Task description
Which lines run from the one containing "return mask of woman's bare leg" to the end of the entries? Quote them exactly, and nothing else.

[Shape boundary entries]
=-=-=
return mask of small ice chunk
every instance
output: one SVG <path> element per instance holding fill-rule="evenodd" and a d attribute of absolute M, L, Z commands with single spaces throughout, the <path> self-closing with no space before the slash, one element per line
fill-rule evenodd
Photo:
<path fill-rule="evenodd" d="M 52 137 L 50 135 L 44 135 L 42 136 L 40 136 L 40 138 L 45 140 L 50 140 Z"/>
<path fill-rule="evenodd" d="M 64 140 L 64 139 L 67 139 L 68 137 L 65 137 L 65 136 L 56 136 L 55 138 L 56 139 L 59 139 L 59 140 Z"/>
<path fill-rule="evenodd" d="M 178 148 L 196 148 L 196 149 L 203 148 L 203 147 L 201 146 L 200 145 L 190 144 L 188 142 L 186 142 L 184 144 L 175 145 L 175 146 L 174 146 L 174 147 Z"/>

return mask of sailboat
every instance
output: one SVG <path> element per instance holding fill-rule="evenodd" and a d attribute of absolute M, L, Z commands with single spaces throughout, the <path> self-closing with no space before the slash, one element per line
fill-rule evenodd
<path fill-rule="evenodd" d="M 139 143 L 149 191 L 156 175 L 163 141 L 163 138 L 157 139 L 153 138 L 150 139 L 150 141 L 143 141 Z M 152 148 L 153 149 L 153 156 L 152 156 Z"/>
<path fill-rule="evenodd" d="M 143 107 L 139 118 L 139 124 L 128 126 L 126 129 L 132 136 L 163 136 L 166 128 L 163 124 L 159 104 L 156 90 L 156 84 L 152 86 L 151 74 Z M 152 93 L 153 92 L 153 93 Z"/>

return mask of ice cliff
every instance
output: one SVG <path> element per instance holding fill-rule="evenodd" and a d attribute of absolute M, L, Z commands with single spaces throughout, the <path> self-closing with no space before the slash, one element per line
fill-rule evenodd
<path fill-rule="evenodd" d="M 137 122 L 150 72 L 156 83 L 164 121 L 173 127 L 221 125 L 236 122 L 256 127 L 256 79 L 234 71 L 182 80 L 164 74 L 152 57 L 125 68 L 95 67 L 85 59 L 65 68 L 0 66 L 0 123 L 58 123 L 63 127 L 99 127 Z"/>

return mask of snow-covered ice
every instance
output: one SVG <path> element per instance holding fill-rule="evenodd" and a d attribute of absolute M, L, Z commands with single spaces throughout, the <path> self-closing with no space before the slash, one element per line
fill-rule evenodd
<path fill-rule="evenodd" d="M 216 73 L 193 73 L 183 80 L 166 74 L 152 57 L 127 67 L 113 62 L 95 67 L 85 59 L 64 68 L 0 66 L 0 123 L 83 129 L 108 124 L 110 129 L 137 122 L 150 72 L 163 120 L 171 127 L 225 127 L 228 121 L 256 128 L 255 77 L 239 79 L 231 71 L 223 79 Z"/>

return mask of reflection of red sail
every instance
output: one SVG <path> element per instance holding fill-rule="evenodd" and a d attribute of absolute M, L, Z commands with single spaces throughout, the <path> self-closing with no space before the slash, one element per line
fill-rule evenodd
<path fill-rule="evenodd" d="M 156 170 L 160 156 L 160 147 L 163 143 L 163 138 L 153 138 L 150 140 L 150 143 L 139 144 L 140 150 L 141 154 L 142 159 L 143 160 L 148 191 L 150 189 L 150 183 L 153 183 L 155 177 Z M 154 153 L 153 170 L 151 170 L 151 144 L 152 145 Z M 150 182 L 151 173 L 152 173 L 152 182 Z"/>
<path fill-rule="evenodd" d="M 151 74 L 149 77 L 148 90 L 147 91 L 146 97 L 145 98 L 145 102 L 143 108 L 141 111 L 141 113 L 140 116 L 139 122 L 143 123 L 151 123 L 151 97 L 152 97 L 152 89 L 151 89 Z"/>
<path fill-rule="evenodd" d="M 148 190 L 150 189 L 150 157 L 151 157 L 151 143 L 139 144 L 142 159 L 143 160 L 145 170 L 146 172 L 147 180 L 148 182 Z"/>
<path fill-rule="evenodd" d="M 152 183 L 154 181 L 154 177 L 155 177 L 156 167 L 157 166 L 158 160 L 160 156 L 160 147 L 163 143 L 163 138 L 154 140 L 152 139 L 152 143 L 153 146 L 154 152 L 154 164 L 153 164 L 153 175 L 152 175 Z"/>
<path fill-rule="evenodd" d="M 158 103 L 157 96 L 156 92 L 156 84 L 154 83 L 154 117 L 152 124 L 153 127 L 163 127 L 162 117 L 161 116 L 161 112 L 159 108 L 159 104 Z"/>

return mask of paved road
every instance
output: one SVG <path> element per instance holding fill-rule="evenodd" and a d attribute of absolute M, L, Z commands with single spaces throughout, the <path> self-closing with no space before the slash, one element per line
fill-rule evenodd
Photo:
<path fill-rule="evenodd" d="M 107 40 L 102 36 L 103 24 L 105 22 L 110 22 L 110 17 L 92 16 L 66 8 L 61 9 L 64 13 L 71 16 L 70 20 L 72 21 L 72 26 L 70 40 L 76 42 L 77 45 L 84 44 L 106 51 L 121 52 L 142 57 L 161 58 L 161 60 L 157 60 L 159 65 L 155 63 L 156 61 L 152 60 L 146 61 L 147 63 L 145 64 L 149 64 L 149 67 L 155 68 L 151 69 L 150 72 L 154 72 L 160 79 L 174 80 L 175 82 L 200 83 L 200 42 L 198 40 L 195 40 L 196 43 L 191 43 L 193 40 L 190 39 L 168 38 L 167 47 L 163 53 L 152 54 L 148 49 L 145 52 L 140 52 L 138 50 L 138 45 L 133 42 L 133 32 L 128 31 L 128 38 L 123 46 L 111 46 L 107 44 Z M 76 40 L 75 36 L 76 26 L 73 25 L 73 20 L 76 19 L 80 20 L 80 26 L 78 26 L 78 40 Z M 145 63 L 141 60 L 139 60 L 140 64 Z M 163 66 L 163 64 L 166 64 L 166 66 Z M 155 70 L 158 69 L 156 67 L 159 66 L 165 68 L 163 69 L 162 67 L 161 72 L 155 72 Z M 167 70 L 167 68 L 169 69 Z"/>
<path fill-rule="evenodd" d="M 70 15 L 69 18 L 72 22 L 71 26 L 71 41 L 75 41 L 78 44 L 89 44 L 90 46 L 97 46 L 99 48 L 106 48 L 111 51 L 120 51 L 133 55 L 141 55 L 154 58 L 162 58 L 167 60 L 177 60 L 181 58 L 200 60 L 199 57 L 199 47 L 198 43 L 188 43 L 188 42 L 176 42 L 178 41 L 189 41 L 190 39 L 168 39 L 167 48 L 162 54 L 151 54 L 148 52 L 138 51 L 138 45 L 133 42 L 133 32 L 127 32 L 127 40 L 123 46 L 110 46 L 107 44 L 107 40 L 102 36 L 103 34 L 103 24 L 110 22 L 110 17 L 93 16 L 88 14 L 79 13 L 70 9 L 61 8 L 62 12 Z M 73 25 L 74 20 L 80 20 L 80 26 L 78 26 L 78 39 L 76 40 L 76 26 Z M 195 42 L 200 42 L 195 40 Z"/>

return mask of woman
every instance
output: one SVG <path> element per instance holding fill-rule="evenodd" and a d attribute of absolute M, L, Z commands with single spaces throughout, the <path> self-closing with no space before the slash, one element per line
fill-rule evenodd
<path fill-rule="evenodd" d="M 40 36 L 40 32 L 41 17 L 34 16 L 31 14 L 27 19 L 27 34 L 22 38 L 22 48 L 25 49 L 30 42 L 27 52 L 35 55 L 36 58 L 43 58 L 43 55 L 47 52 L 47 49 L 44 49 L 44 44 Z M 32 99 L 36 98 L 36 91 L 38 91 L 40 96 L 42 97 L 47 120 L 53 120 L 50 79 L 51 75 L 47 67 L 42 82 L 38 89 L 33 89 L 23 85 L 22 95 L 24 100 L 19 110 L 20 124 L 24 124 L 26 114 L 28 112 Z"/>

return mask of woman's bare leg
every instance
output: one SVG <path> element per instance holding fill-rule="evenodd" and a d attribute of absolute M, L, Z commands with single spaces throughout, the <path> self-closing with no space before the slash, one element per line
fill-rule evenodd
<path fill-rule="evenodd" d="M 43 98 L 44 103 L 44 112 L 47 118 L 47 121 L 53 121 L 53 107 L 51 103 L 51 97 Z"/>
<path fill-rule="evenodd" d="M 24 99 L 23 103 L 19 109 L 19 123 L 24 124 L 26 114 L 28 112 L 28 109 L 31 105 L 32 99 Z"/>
=-=-=
Finished answer
return mask of woman's bare leg
every instance
output: one SVG <path> element per instance holding fill-rule="evenodd" and a d attribute of absolute M, L, Z commands with single spaces throughout, the <path> self-closing with no space before the slash, one element per line
fill-rule evenodd
<path fill-rule="evenodd" d="M 43 98 L 44 103 L 44 112 L 47 118 L 47 121 L 53 121 L 53 107 L 51 103 L 51 97 Z"/>
<path fill-rule="evenodd" d="M 24 99 L 23 103 L 19 109 L 19 123 L 24 124 L 26 114 L 28 112 L 28 109 L 31 105 L 32 99 Z"/>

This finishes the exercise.